Passage -
#####

A growing body of research has linked gas stoves to indoor air pollution, both from the combustion of gas and the leakage of unburned gas. These studies have primarily focused on nitrogen dioxide, which is linked to asthma and other respiratory conditions. More recently, researchers from PSE Healthy Energy have identified a range of hazardous air pollutants in unburned gas leaked from stoves, including the carcinogen benzene.
This peer-reviewed study, published in Environmental Science & Technology, is the first to examine how combustion of natural gas and propane in stoves and ovens impacts indoor concentrations of benzene. Researchers from Stanford University and PSE tested benzene concentrations in 87 homes across California and Colorado.
Their findings show that combustion from both natural gas and propane stoves emits detectable and repeatable levels of benzene. In some homes, indoor benzene concentrations were raised above well-established health benchmarks.

#####

Given data -

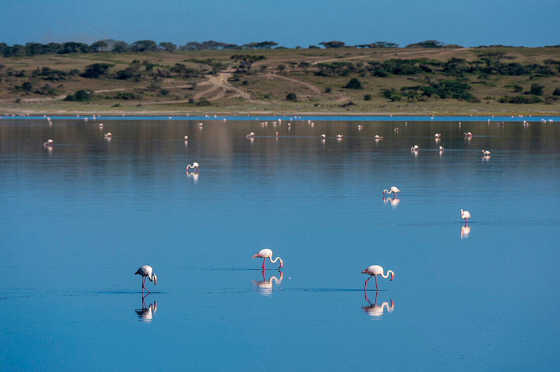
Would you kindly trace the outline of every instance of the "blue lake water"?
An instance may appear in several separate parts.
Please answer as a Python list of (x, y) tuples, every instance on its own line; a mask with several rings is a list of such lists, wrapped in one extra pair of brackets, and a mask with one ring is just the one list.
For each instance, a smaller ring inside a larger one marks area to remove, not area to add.
[(0, 369), (560, 368), (557, 124), (204, 119), (0, 120)]

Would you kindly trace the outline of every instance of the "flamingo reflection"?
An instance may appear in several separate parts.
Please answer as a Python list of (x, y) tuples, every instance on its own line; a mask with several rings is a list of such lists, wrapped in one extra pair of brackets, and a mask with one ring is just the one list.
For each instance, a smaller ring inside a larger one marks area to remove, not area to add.
[(270, 276), (268, 280), (267, 280), (264, 277), (264, 270), (263, 270), (261, 272), (263, 274), (263, 280), (262, 281), (251, 280), (253, 286), (257, 287), (258, 289), (260, 294), (263, 296), (270, 296), (272, 294), (272, 281), (274, 281), (276, 285), (278, 285), (282, 282), (282, 273), (280, 270), (278, 270), (278, 272), (280, 273), (280, 277), (277, 278), (273, 275)]
[(156, 304), (156, 302), (153, 302), (153, 304), (150, 304), (147, 307), (146, 305), (146, 302), (144, 301), (144, 299), (148, 296), (148, 295), (143, 296), (142, 298), (142, 309), (135, 309), (134, 311), (136, 312), (136, 315), (139, 318), (141, 322), (151, 322), (152, 318), (153, 317), (153, 314), (156, 313), (156, 310), (157, 310), (157, 305)]
[(470, 233), (470, 227), (466, 225), (461, 227), (461, 239), (466, 239)]
[(389, 313), (393, 312), (393, 310), (395, 309), (395, 304), (393, 303), (393, 300), (390, 300), (391, 306), (389, 306), (389, 303), (387, 302), (384, 302), (381, 305), (377, 305), (377, 294), (379, 293), (379, 291), (375, 292), (375, 300), (373, 304), (367, 299), (367, 296), (366, 296), (366, 300), (370, 303), (370, 305), (368, 306), (362, 307), (362, 310), (367, 313), (367, 314), (370, 317), (374, 317), (375, 318), (380, 318), (383, 315), (383, 311), (385, 309), (387, 309), (387, 312)]
[(391, 205), (391, 206), (392, 208), (396, 208), (396, 206), (399, 205), (399, 203), (400, 203), (400, 199), (391, 199), (390, 197), (388, 197), (386, 199), (385, 197), (384, 196), (383, 203), (386, 204), (387, 202), (389, 202), (389, 204)]

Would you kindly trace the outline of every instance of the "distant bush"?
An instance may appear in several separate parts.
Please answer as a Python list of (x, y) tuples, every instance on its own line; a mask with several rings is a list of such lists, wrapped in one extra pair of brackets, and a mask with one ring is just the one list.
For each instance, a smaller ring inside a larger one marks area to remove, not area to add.
[[(190, 102), (190, 100), (189, 100), (189, 101)], [(197, 106), (212, 106), (212, 103), (211, 103), (210, 101), (206, 98), (201, 98), (198, 100), (198, 102), (197, 102)]]
[(531, 86), (531, 89), (529, 90), (529, 94), (534, 95), (535, 96), (542, 96), (543, 88), (544, 87), (540, 84), (533, 84)]
[(498, 100), (498, 102), (501, 103), (538, 103), (542, 101), (543, 100), (536, 96), (516, 96), (515, 97), (504, 96)]
[(64, 101), (91, 101), (94, 98), (94, 92), (90, 90), (81, 90), (78, 91), (73, 95), (68, 95), (64, 98)]
[(352, 78), (348, 83), (343, 87), (347, 89), (363, 89), (362, 83), (356, 78)]

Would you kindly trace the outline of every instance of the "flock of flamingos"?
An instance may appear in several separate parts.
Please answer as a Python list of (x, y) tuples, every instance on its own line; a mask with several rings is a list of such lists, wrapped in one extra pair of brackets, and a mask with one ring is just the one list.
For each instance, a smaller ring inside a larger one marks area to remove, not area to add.
[[(207, 116), (208, 116), (208, 115), (207, 115)], [(50, 118), (49, 117), (47, 117), (47, 116), (45, 116), (45, 117), (46, 117), (47, 121), (48, 121), (48, 123), (49, 123), (49, 124), (52, 125), (52, 121), (51, 120)], [(96, 119), (96, 116), (95, 115), (94, 116), (94, 119)], [(169, 119), (171, 119), (171, 117), (170, 117)], [(432, 119), (433, 119), (433, 118), (432, 117)], [(87, 121), (87, 117), (85, 118), (84, 120), (86, 120), (86, 121)], [(223, 120), (225, 121), (226, 119), (223, 119)], [(550, 121), (552, 121), (552, 120), (550, 120)], [(282, 123), (282, 119), (279, 119), (278, 121), (278, 124), (281, 124), (281, 123)], [(488, 119), (488, 121), (489, 122), (490, 121), (490, 119)], [(268, 122), (263, 122), (263, 123), (260, 123), (260, 125), (261, 125), (261, 126), (264, 126), (268, 125)], [(314, 123), (313, 122), (312, 122), (311, 120), (309, 120), (308, 121), (308, 124), (309, 124), (312, 126), (313, 125), (314, 125), (314, 124), (315, 124), (315, 123)], [(407, 123), (405, 122), (405, 125), (407, 125)], [(276, 126), (276, 125), (277, 125), (277, 122), (276, 121), (273, 122), (273, 125), (274, 126)], [(290, 126), (290, 125), (291, 125), (290, 123), (288, 123), (287, 124), (288, 126)], [(503, 125), (503, 122), (501, 124), (501, 125)], [(524, 125), (524, 126), (526, 126), (529, 125), (529, 123), (528, 123), (526, 121), (524, 121), (523, 125)], [(103, 126), (102, 123), (99, 124), (99, 125), (100, 127), (102, 127)], [(199, 126), (203, 126), (203, 124), (202, 123), (198, 123), (198, 125)], [(500, 125), (500, 124), (498, 123), (498, 125)], [(459, 126), (460, 127), (461, 126), (461, 123), (460, 122), (459, 122)], [(358, 129), (361, 129), (362, 128), (363, 128), (363, 126), (362, 125), (358, 125)], [(399, 128), (394, 128), (394, 131), (399, 131)], [(278, 136), (278, 133), (277, 131), (277, 132), (274, 132), (274, 135), (276, 136)], [(473, 134), (472, 133), (470, 133), (470, 132), (465, 132), (463, 134), (463, 135), (465, 137), (468, 137), (468, 138), (470, 138), (470, 137), (473, 136)], [(110, 132), (107, 132), (107, 133), (105, 133), (104, 134), (104, 136), (106, 139), (110, 139), (110, 138), (111, 138), (111, 137), (112, 136), (112, 135), (113, 135), (113, 134), (111, 133)], [(252, 138), (253, 138), (255, 137), (255, 133), (253, 133), (253, 132), (251, 132), (251, 133), (249, 133), (248, 134), (247, 134), (246, 137), (248, 138), (251, 138), (252, 139)], [(439, 138), (440, 138), (441, 137), (441, 133), (436, 133), (434, 135), (434, 137), (435, 138), (436, 138), (436, 139), (439, 139)], [(325, 135), (325, 134), (321, 134), (321, 135), (319, 136), (319, 138), (320, 138), (320, 139), (321, 140), (324, 140), (326, 139), (326, 135)], [(338, 140), (340, 140), (340, 139), (342, 139), (343, 138), (344, 138), (344, 135), (343, 134), (338, 134), (336, 136), (336, 138), (337, 139), (338, 139)], [(189, 138), (189, 136), (188, 135), (185, 135), (184, 136), (184, 140), (185, 141), (187, 141), (188, 140), (188, 138)], [(374, 138), (375, 139), (376, 139), (376, 140), (384, 139), (384, 137), (382, 137), (381, 136), (377, 135), (376, 135), (375, 136), (374, 136)], [(45, 147), (50, 147), (50, 146), (53, 146), (54, 145), (54, 141), (53, 140), (52, 140), (52, 139), (48, 139), (43, 144)], [(410, 147), (410, 151), (411, 152), (417, 152), (417, 151), (419, 150), (419, 149), (420, 149), (420, 148), (418, 147), (418, 146), (417, 145), (414, 145), (412, 147)], [(439, 150), (440, 150), (440, 152), (441, 153), (441, 152), (442, 152), (444, 150), (444, 149), (441, 146), (440, 146), (439, 147)], [(489, 157), (490, 156), (490, 154), (491, 154), (491, 152), (489, 151), (487, 151), (487, 150), (482, 150), (482, 154), (483, 154), (483, 156), (484, 156), (486, 157)], [(196, 162), (194, 162), (192, 164), (188, 164), (186, 166), (186, 171), (187, 171), (187, 172), (188, 172), (190, 171), (193, 171), (194, 172), (198, 172), (199, 171), (199, 166), (198, 163), (197, 163)], [(383, 190), (383, 195), (385, 195), (385, 192), (387, 192), (388, 194), (390, 194), (392, 193), (393, 194), (393, 197), (395, 197), (396, 196), (396, 193), (397, 192), (400, 192), (400, 190), (399, 190), (399, 189), (397, 188), (396, 186), (391, 186), (389, 190), (385, 189), (385, 190)], [(470, 213), (469, 213), (468, 211), (467, 211), (466, 210), (464, 211), (463, 209), (461, 209), (461, 210), (460, 210), (460, 214), (460, 214), (461, 218), (462, 219), (464, 219), (465, 220), (465, 225), (466, 226), (466, 225), (467, 219), (469, 219), (469, 218), (470, 218)], [(265, 248), (265, 249), (261, 249), (258, 252), (257, 252), (256, 253), (255, 253), (255, 255), (254, 255), (253, 256), (253, 257), (251, 257), (251, 258), (263, 258), (263, 265), (261, 266), (261, 267), (263, 269), (263, 272), (264, 272), (264, 270), (267, 270), (266, 269), (264, 268), (264, 263), (266, 261), (266, 260), (267, 260), (267, 258), (272, 263), (274, 263), (276, 262), (277, 261), (279, 260), (280, 266), (278, 267), (278, 269), (280, 269), (281, 267), (282, 267), (282, 265), (283, 265), (283, 261), (282, 261), (282, 258), (281, 258), (279, 257), (277, 257), (276, 258), (274, 258), (274, 261), (272, 260), (272, 251), (271, 251), (270, 249), (268, 249), (268, 248)], [(371, 265), (370, 266), (368, 266), (365, 270), (364, 270), (363, 271), (362, 271), (362, 272), (361, 272), (361, 274), (367, 274), (367, 275), (370, 275), (370, 277), (368, 278), (367, 278), (367, 279), (366, 280), (365, 283), (364, 284), (364, 288), (363, 288), (364, 289), (364, 291), (366, 290), (366, 288), (367, 286), (367, 281), (368, 281), (368, 280), (369, 280), (370, 279), (371, 279), (372, 278), (372, 277), (373, 277), (375, 278), (375, 288), (376, 288), (376, 290), (379, 290), (379, 287), (377, 286), (377, 277), (378, 275), (380, 276), (381, 277), (382, 277), (384, 279), (386, 279), (386, 278), (389, 277), (389, 274), (390, 274), (390, 275), (391, 275), (391, 279), (390, 280), (390, 280), (393, 280), (393, 278), (395, 276), (395, 273), (393, 272), (392, 270), (388, 270), (387, 272), (386, 272), (386, 273), (384, 273), (383, 268), (382, 267), (379, 266), (379, 265)], [(144, 290), (146, 290), (148, 292), (148, 293), (150, 293), (150, 291), (148, 290), (148, 289), (146, 288), (146, 286), (144, 286), (144, 285), (146, 284), (146, 279), (147, 279), (148, 280), (149, 280), (150, 281), (153, 281), (155, 285), (155, 284), (157, 282), (157, 277), (156, 276), (156, 274), (153, 272), (153, 269), (152, 269), (152, 267), (151, 266), (148, 266), (148, 265), (144, 265), (144, 266), (141, 266), (136, 271), (136, 272), (134, 273), (134, 275), (137, 275), (137, 274), (141, 276), (142, 277), (142, 293), (143, 294)], [(376, 296), (376, 297), (377, 297), (377, 296)], [(366, 296), (366, 299), (367, 299), (367, 296)]]

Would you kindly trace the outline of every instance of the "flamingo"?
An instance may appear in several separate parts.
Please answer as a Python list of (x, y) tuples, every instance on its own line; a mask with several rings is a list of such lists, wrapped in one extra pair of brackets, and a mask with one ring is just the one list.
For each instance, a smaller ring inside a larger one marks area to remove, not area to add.
[(386, 189), (385, 189), (384, 190), (383, 190), (383, 195), (385, 195), (385, 191), (387, 191), (387, 194), (391, 194), (391, 192), (393, 192), (393, 197), (396, 197), (396, 193), (397, 192), (400, 192), (400, 190), (399, 190), (398, 189), (397, 189), (395, 186), (391, 186), (391, 188), (389, 189), (388, 191), (387, 191)]
[(196, 162), (193, 162), (193, 165), (190, 164), (186, 164), (186, 171), (188, 172), (189, 169), (194, 169), (195, 172), (198, 172), (200, 169), (198, 168), (198, 163)]
[(463, 211), (463, 209), (461, 210), (461, 218), (465, 219), (465, 224), (466, 224), (466, 219), (470, 218), (470, 213), (467, 211)]
[[(268, 258), (268, 260), (269, 260), (270, 261), (273, 263), (274, 263), (277, 261), (279, 260), (280, 267), (282, 267), (282, 266), (284, 265), (284, 262), (282, 261), (282, 258), (281, 258), (279, 257), (276, 257), (276, 258), (274, 258), (274, 261), (272, 261), (272, 251), (270, 251), (270, 249), (267, 248), (264, 248), (264, 249), (261, 249), (260, 251), (259, 251), (258, 253), (257, 253), (256, 255), (254, 255), (251, 258), (254, 258), (255, 257), (257, 257), (258, 258), (263, 258), (262, 269), (263, 270), (267, 270), (264, 268), (264, 261), (266, 261), (267, 258)], [(278, 267), (278, 269), (280, 269), (280, 267)]]
[[(379, 290), (379, 288), (377, 287), (377, 275), (381, 275), (382, 278), (389, 277), (389, 273), (391, 273), (391, 280), (395, 277), (395, 273), (393, 272), (393, 270), (388, 270), (387, 275), (383, 275), (383, 268), (377, 265), (372, 265), (369, 266), (367, 269), (362, 271), (363, 274), (369, 274), (370, 275), (370, 277), (367, 278), (367, 280), (371, 279), (372, 276), (375, 277), (375, 288)], [(363, 285), (363, 290), (366, 290), (366, 287), (367, 286), (367, 280), (366, 280), (366, 283)], [(389, 281), (391, 281), (389, 280)]]
[(147, 265), (144, 265), (143, 266), (140, 266), (138, 269), (136, 270), (136, 272), (134, 275), (139, 274), (142, 275), (143, 277), (142, 281), (142, 292), (144, 293), (144, 290), (145, 289), (147, 291), (148, 293), (151, 293), (148, 289), (144, 286), (144, 282), (146, 281), (146, 278), (147, 277), (150, 279), (150, 281), (153, 282), (153, 285), (155, 285), (157, 284), (157, 277), (156, 276), (156, 274), (152, 272), (152, 266), (148, 266)]

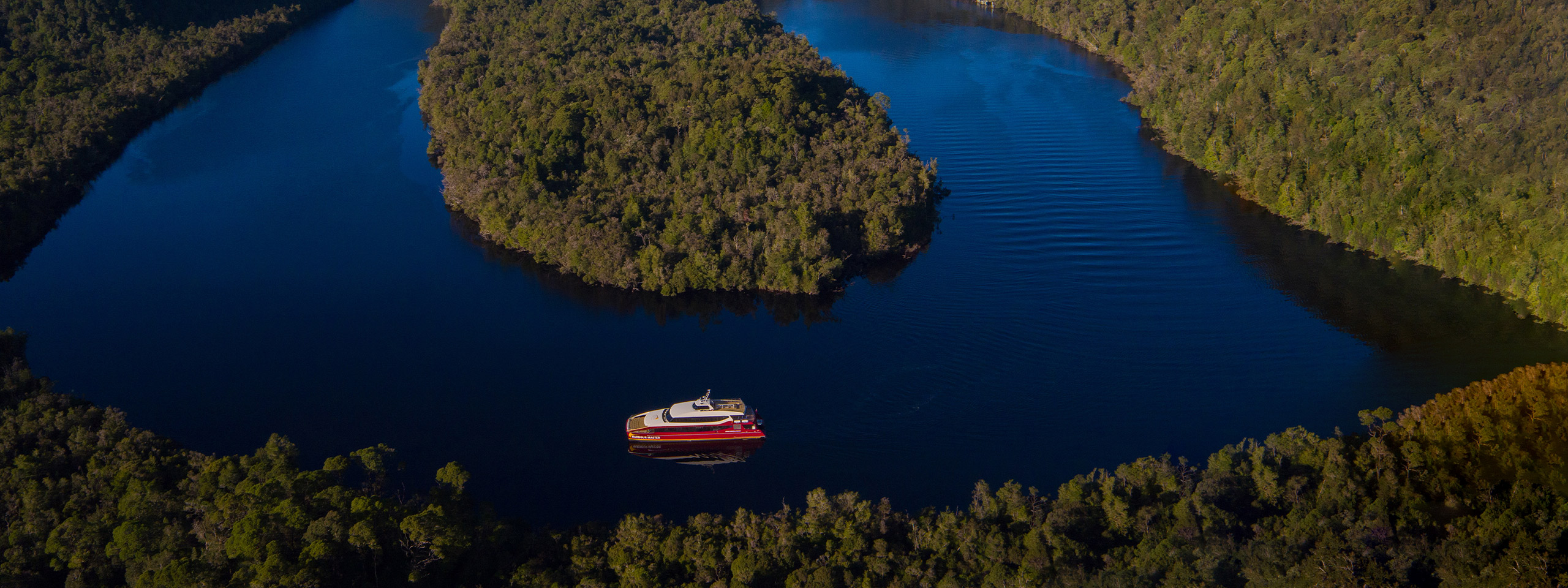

#####

Instructions for the task -
Reproduce the passage above about benzene emissions from gas stoves in full, word for word.

Response for this exercise -
A growing body of research has linked gas stoves to indoor air pollution, both from the combustion of gas and the leakage of unburned gas. These studies have primarily focused on nitrogen dioxide, which is linked to asthma and other respiratory conditions. More recently, researchers from PSE Healthy Energy have identified a range of hazardous air pollutants in unburned gas leaked from stoves, including the carcinogen benzene.
This peer-reviewed study, published in Environmental Science & Technology, is the first to examine how combustion of natural gas and propane in stoves and ovens impacts indoor concentrations of benzene. Researchers from Stanford University and PSE tested benzene concentrations in 87 homes across California and Colorado.
Their findings show that combustion from both natural gas and propane stoves emits detectable and repeatable levels of benzene. In some homes, indoor benzene concentrations were raised above well-established health benchmarks.